What you should do: Update every one of the records below so that "thickest part" becomes "widest part", with all other text left unchanged.

Extracted records:
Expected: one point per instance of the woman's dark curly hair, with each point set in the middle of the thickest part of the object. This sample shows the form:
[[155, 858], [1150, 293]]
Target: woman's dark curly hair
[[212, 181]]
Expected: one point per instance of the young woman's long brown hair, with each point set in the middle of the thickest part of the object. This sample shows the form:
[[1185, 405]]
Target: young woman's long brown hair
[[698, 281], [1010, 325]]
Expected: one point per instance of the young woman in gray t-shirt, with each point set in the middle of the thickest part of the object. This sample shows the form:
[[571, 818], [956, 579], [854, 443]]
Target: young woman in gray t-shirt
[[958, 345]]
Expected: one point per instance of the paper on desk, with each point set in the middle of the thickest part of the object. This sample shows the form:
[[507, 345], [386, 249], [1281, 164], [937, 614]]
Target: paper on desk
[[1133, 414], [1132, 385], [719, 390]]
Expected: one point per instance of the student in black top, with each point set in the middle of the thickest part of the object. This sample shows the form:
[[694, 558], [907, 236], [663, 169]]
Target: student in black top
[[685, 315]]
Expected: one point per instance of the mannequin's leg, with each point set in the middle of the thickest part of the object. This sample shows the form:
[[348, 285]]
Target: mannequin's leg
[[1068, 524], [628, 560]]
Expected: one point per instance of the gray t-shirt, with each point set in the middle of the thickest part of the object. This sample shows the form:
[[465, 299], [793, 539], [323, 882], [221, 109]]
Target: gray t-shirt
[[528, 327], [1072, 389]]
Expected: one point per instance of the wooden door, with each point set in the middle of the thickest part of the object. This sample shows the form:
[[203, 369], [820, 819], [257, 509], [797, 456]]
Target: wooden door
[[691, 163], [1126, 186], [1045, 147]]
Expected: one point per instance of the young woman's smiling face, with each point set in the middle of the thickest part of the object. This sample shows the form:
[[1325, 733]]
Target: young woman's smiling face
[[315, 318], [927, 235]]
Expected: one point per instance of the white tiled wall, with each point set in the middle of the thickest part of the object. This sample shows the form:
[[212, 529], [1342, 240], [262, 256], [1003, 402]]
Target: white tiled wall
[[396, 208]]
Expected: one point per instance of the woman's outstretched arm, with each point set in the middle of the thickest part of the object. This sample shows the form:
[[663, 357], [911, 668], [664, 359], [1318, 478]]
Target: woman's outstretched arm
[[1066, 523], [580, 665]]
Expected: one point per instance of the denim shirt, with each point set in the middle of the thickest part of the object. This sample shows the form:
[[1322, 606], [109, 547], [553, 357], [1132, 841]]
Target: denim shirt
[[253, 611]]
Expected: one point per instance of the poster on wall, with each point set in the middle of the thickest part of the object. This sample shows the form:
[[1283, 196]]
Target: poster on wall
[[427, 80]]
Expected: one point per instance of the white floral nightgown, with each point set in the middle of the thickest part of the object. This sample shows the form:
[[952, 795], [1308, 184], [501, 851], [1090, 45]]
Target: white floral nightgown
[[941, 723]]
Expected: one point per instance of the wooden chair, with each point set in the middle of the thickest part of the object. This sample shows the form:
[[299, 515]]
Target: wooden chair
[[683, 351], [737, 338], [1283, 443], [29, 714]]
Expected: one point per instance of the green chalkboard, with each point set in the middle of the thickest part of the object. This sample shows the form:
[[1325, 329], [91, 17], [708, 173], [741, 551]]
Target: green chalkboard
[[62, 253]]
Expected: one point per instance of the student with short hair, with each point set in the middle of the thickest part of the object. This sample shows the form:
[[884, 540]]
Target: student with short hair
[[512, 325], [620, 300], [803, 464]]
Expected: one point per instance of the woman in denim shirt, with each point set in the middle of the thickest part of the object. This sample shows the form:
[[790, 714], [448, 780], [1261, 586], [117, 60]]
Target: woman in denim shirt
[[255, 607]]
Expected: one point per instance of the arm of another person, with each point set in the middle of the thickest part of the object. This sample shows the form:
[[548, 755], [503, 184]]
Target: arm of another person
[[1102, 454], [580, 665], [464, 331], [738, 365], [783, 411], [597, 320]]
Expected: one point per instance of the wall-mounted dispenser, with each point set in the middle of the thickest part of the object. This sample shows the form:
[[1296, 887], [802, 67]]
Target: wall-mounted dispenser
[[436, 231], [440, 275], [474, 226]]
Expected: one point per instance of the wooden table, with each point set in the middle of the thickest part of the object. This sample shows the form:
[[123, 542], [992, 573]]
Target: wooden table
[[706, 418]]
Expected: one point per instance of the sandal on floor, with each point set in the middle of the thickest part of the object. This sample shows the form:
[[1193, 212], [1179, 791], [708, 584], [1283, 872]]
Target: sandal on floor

Worked answer:
Expected: one point per instance of the woman's dark curly hair, with each point set in the middle of the widest part of the object. This sample shows the form:
[[155, 858], [1150, 293]]
Target: woman's dark curly hair
[[212, 181]]
Expected: one point per instance of the young woman's long brown hair, with each point set in the middle of the widest part of the object. This sample shows the form:
[[1185, 405]]
Target: young woman's long brown hair
[[698, 281], [1010, 325]]
Expected: one point per instance of the young woman in gray t-shirt, with each point set in the middle of the widest part of the object. This sample shows the form:
[[571, 818], [956, 579], [854, 443]]
Target: young woman in gray t-shirt
[[958, 345]]
Expected: one point per instance of the paper on desk, with each point set in the middle of the widest part of the object. This sample shows the form:
[[507, 345], [386, 249], [1281, 164], [937, 614]]
Target: paper on desk
[[1133, 414], [1132, 385], [719, 390]]
Expected: one point per instance of the student in black top, with each point set in the middle of the widest part of the object. This sample shows the form:
[[694, 558], [907, 236], [663, 169]]
Target: student in black top
[[685, 315]]
Expected: one point per instance of the mannequin's leg, with each point set in the middle of the widest part of the object. This sample shows the form:
[[348, 285]]
Target: mannequin's leg
[[1068, 524], [628, 560]]
Expected: one point per instance of the gray t-shirt, with each point set in the middle of the widest part of the object. This sample shows the form:
[[465, 299], [793, 539], [323, 882], [221, 109]]
Target: gray t-shirt
[[528, 327], [1072, 389]]
Expected: one point per instance of the wooden door, with each point set in the middle of the widest part of the object. This sample shows the form:
[[203, 369], [820, 819], [257, 509], [797, 456]]
Target: wooden door
[[691, 163], [1126, 186], [1045, 147]]
Expected: one point per instance of the young woman's smiling face, with each point set in the middle of the widest part of the object. This sample shows the form:
[[1325, 733]]
Target: young woman's smiling face
[[315, 318], [927, 235]]
Expected: one point per instance of the white tiled wall, with each point set in the middle of the widest part of the object. This sample shows the form:
[[212, 529], [1342, 240], [262, 256], [1003, 402]]
Target: white tiled wall
[[396, 208]]
Expected: one point per instance of the woman's outstretched arm, with each point set in the middle of the widest part of the object. This sample shows the form:
[[663, 357], [911, 668], [664, 359], [1318, 478]]
Target: woman's outstretched arm
[[1066, 523], [580, 665]]
Expected: one point per instance of the denim shirt, with each point set in the middle of the widest part of the object. This sample shows the form:
[[1322, 606], [109, 547], [553, 357], [1132, 841]]
Target: denim shirt
[[253, 611]]
Expected: one point per instance of the poster on wall, with each point set in the middle of the widest part of the object. This sample shows the form:
[[1283, 196]]
Target: poster on wall
[[427, 80]]
Expected: one point per instance of the white floral nightgown, with each point set in the middle of the widest part of the object. This sample shows the form:
[[952, 795], [1308, 184], [501, 851], [1090, 45]]
Target: white floral nightgown
[[941, 723]]
Expected: one point per instance of the wooden chair, with each point set in the middle of the widest part of the object. This sample shows the form:
[[299, 515]]
Target: wooden chair
[[683, 351], [737, 338], [1283, 443], [29, 714]]
Expected: one point per instance of the green chalkboard, with each point set in the middle of the widest part of the object. This sample shows the form:
[[1325, 329], [91, 17], [708, 173], [741, 551]]
Target: green chalkboard
[[62, 253]]
Expected: one point per instance of the student with short hair, with each point set in the middle of the widest part of the object. This sample shows the form:
[[884, 540]]
Target: student with short hair
[[512, 325], [620, 300], [803, 464]]
Expected: one point per instance of the woman in denim shirt, with each point set in the middle of the widest part of the object. This sample shows the form:
[[790, 714], [448, 780], [1261, 586], [117, 60]]
Target: woman in denim shirt
[[255, 607]]
Expected: one point per instance of the arm of another person, with each point set in the middle of the widest part of the object. This sample shows the form:
[[548, 755], [503, 184]]
Target: arm of another person
[[1102, 454], [580, 665], [464, 331], [738, 365], [783, 411], [597, 320]]
Expected: one point per instance of the wall-mounted dispenser, with each point set in the middle of the widest part of the object. This sample shows the form:
[[1296, 887], [802, 67]]
Target: wall-mounted dispenser
[[436, 231], [440, 275], [474, 226]]
Expected: one point per instance of the wooden table, with each point set in the middle of the widest part of the object. This sample shows the form:
[[123, 542], [992, 573]]
Target: wooden table
[[706, 418]]
Expected: one point per instance of the sandal on floor, with each point set in the middle of the widest part of the object. This sample shows the form:
[[1193, 212], [1179, 791], [708, 584], [1283, 872]]
Target: sandal on floor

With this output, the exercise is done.